====== Listed entries ======
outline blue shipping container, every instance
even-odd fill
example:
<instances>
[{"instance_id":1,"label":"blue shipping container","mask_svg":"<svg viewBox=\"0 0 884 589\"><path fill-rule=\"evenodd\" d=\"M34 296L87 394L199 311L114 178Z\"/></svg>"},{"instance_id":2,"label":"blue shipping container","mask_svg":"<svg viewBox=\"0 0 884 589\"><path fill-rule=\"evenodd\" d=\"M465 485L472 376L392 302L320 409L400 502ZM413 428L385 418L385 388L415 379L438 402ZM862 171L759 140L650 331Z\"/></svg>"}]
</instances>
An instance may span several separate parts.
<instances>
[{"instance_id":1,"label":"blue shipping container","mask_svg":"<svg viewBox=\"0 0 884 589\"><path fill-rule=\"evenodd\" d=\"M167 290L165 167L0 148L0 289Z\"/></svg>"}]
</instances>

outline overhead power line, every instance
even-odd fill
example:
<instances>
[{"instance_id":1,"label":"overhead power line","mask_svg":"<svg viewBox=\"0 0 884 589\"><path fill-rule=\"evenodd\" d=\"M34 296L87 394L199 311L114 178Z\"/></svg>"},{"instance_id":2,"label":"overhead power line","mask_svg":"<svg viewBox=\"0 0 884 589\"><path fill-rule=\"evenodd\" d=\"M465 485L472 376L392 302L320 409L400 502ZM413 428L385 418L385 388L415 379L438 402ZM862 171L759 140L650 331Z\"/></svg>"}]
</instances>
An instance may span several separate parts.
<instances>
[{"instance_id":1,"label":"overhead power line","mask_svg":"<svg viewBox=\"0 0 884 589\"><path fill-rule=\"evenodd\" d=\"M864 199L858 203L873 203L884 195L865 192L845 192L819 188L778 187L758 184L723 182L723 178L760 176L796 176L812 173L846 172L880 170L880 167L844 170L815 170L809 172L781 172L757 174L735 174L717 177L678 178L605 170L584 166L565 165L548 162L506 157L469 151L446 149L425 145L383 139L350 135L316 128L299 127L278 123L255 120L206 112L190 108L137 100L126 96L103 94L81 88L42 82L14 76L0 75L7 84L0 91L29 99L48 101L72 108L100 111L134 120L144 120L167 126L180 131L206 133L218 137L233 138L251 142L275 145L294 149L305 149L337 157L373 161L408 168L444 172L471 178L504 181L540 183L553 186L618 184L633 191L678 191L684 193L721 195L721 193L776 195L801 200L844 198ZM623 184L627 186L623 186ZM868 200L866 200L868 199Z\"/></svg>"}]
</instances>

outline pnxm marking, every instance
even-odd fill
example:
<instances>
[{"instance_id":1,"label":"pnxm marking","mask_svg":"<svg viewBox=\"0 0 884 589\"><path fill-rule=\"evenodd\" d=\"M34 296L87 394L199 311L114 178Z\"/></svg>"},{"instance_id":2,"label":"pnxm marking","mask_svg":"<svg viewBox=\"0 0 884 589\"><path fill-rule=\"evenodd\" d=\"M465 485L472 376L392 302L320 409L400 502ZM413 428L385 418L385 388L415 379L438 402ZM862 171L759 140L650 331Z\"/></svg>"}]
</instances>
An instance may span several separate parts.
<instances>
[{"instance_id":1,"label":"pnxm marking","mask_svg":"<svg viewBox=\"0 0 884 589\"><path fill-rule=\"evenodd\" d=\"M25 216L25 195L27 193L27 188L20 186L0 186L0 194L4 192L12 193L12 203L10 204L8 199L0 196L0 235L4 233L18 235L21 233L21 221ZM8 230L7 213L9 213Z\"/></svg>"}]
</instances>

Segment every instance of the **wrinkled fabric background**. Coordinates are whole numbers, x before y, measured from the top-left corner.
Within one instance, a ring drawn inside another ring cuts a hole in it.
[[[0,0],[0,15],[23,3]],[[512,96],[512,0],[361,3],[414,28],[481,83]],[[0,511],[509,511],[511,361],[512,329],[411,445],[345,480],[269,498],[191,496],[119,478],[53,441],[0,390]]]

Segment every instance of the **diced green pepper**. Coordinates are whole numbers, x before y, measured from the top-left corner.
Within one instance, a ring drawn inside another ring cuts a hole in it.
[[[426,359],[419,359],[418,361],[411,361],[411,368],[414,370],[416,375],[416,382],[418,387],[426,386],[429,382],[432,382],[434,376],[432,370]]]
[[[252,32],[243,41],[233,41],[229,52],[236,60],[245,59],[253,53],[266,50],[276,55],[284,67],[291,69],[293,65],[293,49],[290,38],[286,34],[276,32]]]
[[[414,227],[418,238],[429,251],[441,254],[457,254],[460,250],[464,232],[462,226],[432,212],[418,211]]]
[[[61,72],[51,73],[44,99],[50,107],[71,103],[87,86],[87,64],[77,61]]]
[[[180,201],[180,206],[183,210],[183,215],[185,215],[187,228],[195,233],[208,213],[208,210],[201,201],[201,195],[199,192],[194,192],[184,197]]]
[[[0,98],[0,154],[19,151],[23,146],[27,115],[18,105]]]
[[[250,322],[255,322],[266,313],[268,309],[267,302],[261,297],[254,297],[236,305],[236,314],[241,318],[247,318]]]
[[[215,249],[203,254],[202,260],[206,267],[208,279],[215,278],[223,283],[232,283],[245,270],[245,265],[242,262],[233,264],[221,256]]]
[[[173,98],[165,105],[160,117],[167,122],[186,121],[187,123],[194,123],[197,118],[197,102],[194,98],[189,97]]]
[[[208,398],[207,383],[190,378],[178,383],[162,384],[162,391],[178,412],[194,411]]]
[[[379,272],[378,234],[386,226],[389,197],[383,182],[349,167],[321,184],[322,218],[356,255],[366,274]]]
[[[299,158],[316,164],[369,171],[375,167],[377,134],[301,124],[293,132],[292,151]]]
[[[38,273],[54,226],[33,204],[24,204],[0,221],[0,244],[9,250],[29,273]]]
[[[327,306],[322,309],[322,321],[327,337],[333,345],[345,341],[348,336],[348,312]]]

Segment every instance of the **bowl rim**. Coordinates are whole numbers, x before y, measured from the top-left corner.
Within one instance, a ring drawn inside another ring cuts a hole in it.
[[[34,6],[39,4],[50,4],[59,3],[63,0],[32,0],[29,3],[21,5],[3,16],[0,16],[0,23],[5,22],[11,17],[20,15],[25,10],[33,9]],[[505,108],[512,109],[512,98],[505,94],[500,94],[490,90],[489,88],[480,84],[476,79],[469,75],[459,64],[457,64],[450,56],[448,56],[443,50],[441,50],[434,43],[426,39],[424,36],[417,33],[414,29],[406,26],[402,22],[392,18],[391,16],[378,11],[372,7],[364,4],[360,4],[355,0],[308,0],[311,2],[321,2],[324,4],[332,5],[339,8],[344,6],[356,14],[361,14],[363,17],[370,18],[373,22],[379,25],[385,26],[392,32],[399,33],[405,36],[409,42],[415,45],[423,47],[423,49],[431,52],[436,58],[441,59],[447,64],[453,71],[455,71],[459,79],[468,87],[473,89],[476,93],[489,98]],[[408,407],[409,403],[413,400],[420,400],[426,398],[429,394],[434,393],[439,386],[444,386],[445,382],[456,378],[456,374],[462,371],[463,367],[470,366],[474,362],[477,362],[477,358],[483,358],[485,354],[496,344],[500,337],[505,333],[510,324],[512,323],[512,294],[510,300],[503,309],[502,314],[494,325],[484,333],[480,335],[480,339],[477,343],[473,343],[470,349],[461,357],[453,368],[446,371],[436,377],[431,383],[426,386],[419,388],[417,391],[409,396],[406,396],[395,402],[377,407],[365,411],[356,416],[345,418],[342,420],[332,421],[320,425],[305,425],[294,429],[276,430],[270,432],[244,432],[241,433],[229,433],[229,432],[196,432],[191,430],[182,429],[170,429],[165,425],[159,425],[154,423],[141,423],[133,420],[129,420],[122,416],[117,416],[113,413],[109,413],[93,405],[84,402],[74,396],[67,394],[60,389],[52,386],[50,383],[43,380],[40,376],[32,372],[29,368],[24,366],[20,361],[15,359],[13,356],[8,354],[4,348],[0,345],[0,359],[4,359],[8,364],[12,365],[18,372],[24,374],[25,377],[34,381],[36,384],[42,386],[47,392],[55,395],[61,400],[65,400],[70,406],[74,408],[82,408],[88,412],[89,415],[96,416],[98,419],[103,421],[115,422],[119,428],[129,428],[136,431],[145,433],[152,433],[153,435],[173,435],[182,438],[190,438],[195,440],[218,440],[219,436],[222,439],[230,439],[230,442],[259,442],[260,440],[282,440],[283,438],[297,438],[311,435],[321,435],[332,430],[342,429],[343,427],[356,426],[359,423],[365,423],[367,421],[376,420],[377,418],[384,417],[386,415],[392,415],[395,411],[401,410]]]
======
» Work required: Report every line in the rows above that contains the word "measured", copying each such line in full.

» Task solution:
Segment every instance of the **wrinkled fabric background**. Coordinates are whole numbers, x before y, measured from the top-left corner.
Segment every instance of the **diced green pepper**. Coordinates are whole numbers, x before y, measured from the top-left corner.
Segment every instance of the **bowl rim**. Coordinates are whole numbers, x before y, measured from the top-left corner.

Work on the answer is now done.